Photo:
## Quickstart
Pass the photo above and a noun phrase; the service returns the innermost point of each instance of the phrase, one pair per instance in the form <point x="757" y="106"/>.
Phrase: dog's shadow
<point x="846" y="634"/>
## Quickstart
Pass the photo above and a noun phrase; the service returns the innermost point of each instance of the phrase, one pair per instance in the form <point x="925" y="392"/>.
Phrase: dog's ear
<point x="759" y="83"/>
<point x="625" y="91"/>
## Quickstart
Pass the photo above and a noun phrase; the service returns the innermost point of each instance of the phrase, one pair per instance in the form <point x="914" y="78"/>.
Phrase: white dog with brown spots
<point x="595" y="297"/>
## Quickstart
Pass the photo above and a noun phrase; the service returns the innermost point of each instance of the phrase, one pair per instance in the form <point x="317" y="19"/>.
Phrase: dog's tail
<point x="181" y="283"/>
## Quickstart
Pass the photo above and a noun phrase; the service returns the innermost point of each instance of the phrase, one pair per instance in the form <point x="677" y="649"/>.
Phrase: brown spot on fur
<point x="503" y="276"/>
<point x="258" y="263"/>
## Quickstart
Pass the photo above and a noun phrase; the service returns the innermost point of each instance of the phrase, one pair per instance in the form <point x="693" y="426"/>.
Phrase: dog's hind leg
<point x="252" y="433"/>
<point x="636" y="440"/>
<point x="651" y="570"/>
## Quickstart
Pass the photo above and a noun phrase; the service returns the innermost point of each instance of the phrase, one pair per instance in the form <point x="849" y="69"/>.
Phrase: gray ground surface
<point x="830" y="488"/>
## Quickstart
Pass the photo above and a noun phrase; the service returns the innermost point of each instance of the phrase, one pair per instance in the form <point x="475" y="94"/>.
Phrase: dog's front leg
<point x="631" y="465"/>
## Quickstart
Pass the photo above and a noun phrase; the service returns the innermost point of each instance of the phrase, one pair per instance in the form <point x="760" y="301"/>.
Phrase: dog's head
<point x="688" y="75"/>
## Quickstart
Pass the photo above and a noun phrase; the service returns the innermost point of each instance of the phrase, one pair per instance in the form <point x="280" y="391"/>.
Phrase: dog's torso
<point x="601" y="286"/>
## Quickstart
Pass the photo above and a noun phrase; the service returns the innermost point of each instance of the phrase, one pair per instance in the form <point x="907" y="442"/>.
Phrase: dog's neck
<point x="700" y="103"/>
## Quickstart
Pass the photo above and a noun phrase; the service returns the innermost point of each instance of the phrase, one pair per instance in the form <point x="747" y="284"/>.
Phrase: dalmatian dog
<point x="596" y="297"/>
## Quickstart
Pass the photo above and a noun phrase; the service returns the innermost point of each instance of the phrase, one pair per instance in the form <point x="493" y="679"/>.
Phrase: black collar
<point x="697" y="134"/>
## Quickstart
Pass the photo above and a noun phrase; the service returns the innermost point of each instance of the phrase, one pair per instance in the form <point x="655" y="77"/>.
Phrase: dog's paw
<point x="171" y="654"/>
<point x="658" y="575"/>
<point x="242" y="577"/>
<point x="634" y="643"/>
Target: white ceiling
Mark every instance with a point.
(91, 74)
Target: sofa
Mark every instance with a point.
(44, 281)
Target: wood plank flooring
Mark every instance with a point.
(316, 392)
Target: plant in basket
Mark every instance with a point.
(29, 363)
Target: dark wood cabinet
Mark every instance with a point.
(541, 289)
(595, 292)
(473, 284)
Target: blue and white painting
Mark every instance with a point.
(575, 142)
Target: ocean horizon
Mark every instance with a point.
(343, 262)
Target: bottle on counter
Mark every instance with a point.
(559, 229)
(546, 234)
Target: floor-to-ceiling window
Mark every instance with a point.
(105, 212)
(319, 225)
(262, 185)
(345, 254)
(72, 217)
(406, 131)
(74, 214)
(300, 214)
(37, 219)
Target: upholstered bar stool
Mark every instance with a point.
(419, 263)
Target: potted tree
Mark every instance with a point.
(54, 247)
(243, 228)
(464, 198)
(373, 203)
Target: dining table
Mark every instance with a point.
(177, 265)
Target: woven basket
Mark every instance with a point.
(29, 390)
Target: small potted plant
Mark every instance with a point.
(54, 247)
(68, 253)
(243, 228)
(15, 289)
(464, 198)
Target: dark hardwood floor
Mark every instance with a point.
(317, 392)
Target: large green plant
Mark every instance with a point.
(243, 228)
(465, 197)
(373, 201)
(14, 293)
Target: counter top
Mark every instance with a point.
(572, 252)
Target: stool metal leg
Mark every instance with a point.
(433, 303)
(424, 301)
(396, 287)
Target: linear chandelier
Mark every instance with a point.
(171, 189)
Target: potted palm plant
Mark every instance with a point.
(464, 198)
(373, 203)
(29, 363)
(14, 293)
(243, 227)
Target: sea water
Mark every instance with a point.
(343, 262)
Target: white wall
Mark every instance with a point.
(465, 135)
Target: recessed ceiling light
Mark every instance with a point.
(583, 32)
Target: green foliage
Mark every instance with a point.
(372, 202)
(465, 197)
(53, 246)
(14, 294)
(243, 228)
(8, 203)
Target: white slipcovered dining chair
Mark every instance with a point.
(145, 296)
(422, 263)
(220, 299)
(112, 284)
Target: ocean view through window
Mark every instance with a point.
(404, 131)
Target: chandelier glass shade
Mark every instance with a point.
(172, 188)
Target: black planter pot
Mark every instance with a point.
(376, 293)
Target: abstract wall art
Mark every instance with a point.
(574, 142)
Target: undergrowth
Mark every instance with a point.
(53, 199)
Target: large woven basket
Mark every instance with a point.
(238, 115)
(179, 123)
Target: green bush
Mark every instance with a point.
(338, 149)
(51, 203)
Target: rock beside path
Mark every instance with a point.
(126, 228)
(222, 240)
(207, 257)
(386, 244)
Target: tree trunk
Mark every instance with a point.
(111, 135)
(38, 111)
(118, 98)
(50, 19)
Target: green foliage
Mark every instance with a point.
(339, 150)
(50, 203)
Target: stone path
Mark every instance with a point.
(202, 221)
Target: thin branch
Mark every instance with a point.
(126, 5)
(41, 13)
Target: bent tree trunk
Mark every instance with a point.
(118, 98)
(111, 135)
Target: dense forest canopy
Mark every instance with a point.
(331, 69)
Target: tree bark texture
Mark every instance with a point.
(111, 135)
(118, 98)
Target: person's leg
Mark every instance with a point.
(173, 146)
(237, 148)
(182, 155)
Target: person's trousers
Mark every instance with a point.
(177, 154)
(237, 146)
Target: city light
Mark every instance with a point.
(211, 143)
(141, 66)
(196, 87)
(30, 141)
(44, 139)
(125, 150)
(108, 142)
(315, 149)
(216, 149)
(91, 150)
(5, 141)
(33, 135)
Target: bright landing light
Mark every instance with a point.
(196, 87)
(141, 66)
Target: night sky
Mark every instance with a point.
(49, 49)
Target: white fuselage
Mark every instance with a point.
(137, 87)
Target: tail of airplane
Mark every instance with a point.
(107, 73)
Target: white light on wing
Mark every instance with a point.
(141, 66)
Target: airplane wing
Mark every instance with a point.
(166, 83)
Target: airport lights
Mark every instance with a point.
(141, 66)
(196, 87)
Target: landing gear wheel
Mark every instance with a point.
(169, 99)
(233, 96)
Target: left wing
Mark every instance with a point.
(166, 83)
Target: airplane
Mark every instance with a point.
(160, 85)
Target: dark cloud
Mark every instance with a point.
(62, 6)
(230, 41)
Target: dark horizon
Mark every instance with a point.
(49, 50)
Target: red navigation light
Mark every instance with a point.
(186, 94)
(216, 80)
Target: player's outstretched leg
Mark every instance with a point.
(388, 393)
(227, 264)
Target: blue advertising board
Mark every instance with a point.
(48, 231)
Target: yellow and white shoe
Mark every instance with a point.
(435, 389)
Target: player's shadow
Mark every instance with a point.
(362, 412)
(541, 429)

• [Instructions for the task]
Each line of the data must be written out exactly as it appears.

• [Task result]
Photo:
## Quickstart
Pass the photo above and a noun phrase; the service returns the innermost point of each instance of the phrase, one pair per instance in the form <point x="757" y="106"/>.
Phrase: dog's shadow
<point x="846" y="634"/>
## Quickstart
Pass the photo above and a noun phrase; the service returns the innermost point of each instance of the phrase, one pair per instance in the form <point x="925" y="392"/>.
Phrase: dog's ear
<point x="759" y="83"/>
<point x="625" y="91"/>
## Quickstart
Pass the photo above and a noun phrase; the service returns the innermost point of each instance of the phrase, one pair per instance in the form <point x="914" y="78"/>.
Phrase: white dog with brown spots
<point x="595" y="297"/>
## Quickstart
Pass the photo above and a noun phrase; the service returns the innermost point of each instance of the phrase, one pair per instance in the form <point x="317" y="19"/>.
Phrase: dog's tail
<point x="181" y="283"/>
## Quickstart
Pass the photo above and a noun phrase; the service returns the innermost point of each instance of the phrase, one pair per instance in the form <point x="677" y="649"/>.
Phrase: brown spot on fur
<point x="503" y="276"/>
<point x="258" y="263"/>
## Quickstart
Pass the photo above and a noun phrase; the service returns the innermost point of each instance of the phrase, one pair per instance in the form <point x="693" y="426"/>.
Phrase: dog's hind leg
<point x="252" y="433"/>
<point x="636" y="440"/>
<point x="651" y="570"/>
## Quickstart
Pass the photo above and a noun phrase; the service returns the innermost point of each instance of the phrase, one pair per instance in the form <point x="849" y="69"/>.
Phrase: gray ground surface
<point x="830" y="488"/>
## Quickstart
Pass the photo above and a noun phrase; the service returns the innermost point of each instance of the phrase, one pair per instance in the form <point x="475" y="94"/>.
Phrase: dog's front leg
<point x="631" y="465"/>
## Quickstart
Pass the photo above and a noun phrase; the service returns the innermost point of each instance of the phrase, one pair per instance in the form <point x="760" y="301"/>.
Phrase: dog's head
<point x="688" y="75"/>
## Quickstart
Pass the photo above and a noun phrase; the service returns the innermost point of each instance of the phrase, one pair per instance in the form <point x="280" y="391"/>.
Phrase: dog's torso
<point x="601" y="286"/>
## Quickstart
Pass the photo above and a noun phrase; the service returns the innermost point of each instance of the phrase, one pair per instance in the form <point x="907" y="442"/>.
Phrase: dog's neck
<point x="700" y="103"/>
## Quickstart
Pass the photo above and a noun phrase; the service returns the innermost point of each instance of the phrase, one pair per instance in the form <point x="747" y="284"/>.
Phrase: dalmatian dog
<point x="596" y="297"/>
## Quickstart
Pass the photo above and a noun phrase; the service returns the innermost point of each instance of the phrase, one pair per instance in the form <point x="493" y="679"/>.
Phrase: black collar
<point x="697" y="134"/>
## Quickstart
Pass the photo above and a noun phrase; the service returns the innermost point of each instance of the phrase, one pair per instance in the form <point x="655" y="77"/>.
Phrase: dog's paw
<point x="171" y="654"/>
<point x="658" y="575"/>
<point x="242" y="577"/>
<point x="634" y="643"/>
Target: white ceiling
Mark every instance with a point.
(91, 74)
Target: sofa
Mark every instance with a point.
(44, 281)
Target: wood plank flooring
Mark every instance with a point.
(316, 392)
Target: plant in basket
Mark every instance with a point.
(29, 363)
Target: dark wood cabinet
Mark every instance with a point.
(541, 289)
(595, 292)
(473, 284)
Target: blue and white painting
Mark every instance with a point.
(575, 142)
Target: ocean horizon
Mark every instance with a point.
(343, 262)
Target: bottle on counter
Mark every instance with a point.
(559, 229)
(546, 234)
Target: floor-to-ceiling window
Mark every instance with a point.
(105, 212)
(319, 225)
(262, 185)
(345, 254)
(72, 217)
(406, 131)
(74, 214)
(300, 214)
(37, 219)
Target: upholstered bar stool
Mark every instance with a point.
(419, 263)
Target: potted tree
Mark every instance with a point.
(54, 247)
(243, 228)
(464, 198)
(373, 203)
Target: dining table
Mark every instance with a point.
(177, 265)
Target: woven basket
Mark every instance with a point.
(29, 390)
Target: small potted plant
Mark every instance with a point.
(54, 247)
(68, 253)
(243, 228)
(15, 289)
(464, 198)
Target: dark hardwood floor
Mark every instance with a point.
(317, 392)
Target: large green plant
Mark every instance with a point.
(243, 228)
(465, 197)
(373, 201)
(14, 293)
Target: counter top
Mark every instance with a point.
(572, 252)
Target: stool metal leg
Mark every instance with a point.
(433, 303)
(424, 301)
(396, 287)
Target: linear chandelier
Mark every instance with a point.
(171, 189)
Target: potted palm plant
Mark every instance with a point.
(464, 198)
(373, 203)
(29, 363)
(14, 293)
(243, 227)
Target: sea water
Mark every instance with a point.
(343, 262)
Target: white wall
Mark every instance with a point.
(465, 135)
Target: recessed ceiling light
Mark every instance with a point.
(583, 32)
Target: green foliage
Mark every instance with a point.
(372, 202)
(465, 197)
(53, 246)
(14, 294)
(243, 228)
(8, 203)
Target: white slipcovered dining chair
Mark every instance with a point.
(145, 296)
(422, 263)
(220, 299)
(112, 284)
Target: ocean view through window
Mark every instance with a point.
(404, 131)
Target: chandelier glass shade
Mark every instance with a point.
(172, 188)
Target: black planter pot
Mark every instance with a point.
(376, 293)
Target: abstract wall art
Mark every instance with a point.
(574, 142)
Target: undergrowth
Mark every instance with a point.
(53, 199)
Target: large woven basket
Mark every instance with a point.
(238, 115)
(179, 123)
Target: green bush
Mark every instance with a point.
(338, 149)
(51, 203)
Target: rock beside path
Mark every instance with a point.
(126, 228)
(222, 240)
(207, 257)
(386, 244)
Target: tree trunk
Mark every instance with a point.
(111, 135)
(38, 111)
(118, 98)
(50, 19)
Target: green foliage
Mark every instance with a point.
(339, 150)
(50, 203)
Target: stone path
Mark every instance with a point.
(202, 221)
Target: thin branch
Mark every instance with a point.
(126, 5)
(41, 13)
Target: bent tree trunk
Mark every instance with a point.
(118, 98)
(111, 135)
Target: dense forest canopy
Mark every instance with a point.
(331, 69)
Target: tree bark texture
Mark every instance with a point.
(111, 135)
(118, 98)
Target: person's leg
Mark every instance with a point.
(173, 146)
(237, 148)
(182, 155)
Target: person's trousers
Mark every instance with a point.
(177, 154)
(237, 146)
Target: city light
Mark every instance with a point.
(211, 143)
(141, 66)
(196, 87)
(30, 141)
(44, 139)
(125, 150)
(108, 142)
(315, 149)
(216, 149)
(91, 150)
(5, 141)
(33, 135)
Target: bright landing light
Mark every instance with a point.
(196, 87)
(141, 66)
Target: night sky
Mark every instance with a point.
(49, 49)
Target: white fuselage
Mark every instance with a point.
(137, 87)
Target: tail of airplane
Mark every instance with a point.
(107, 73)
Target: white light on wing
Mark every instance with a point.
(141, 66)
Target: airplane wing
Mark every instance with a point.
(166, 83)
Target: airport lights
Mark every instance with a point.
(141, 66)
(196, 87)
Target: landing gear wheel
Mark every instance with a point.
(169, 99)
(233, 96)
Target: left wing
Mark every instance with a point.
(166, 83)
Target: airplane
Mark every instance with a point.
(160, 85)
Target: dark cloud
Mark every instance with a point.
(62, 6)
(230, 41)
Target: dark horizon
Mark every instance with a point.
(49, 50)
Target: red navigation light
Mark every instance with a point.
(186, 94)
(216, 80)
Target: player's outstretched leg
Mark every instance with a point.
(388, 393)
(227, 264)
Target: blue advertising board
Mark every instance with a point.
(48, 231)
Target: yellow and white shoe
Mark every instance with a point.
(435, 389)
Target: player's shadow
Mark every instance with a point.
(362, 412)
(541, 429)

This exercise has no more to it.